Pointing records for named objects →
◇ ◇ ◇ ◇ ◇ ◇ ◇
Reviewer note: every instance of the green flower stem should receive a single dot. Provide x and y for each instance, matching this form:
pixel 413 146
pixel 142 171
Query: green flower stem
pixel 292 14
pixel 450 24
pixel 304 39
◇ ◇ ◇ ◇ ◇ ◇ ◇
YOUR GOAL → Copy every line above that contains the string "flower". Case must match.

RESULT →
Reviewer note: every instance of the green flower stem should receive a single dot. Provide x and y for each instance, matching this form:
Query: green flower stem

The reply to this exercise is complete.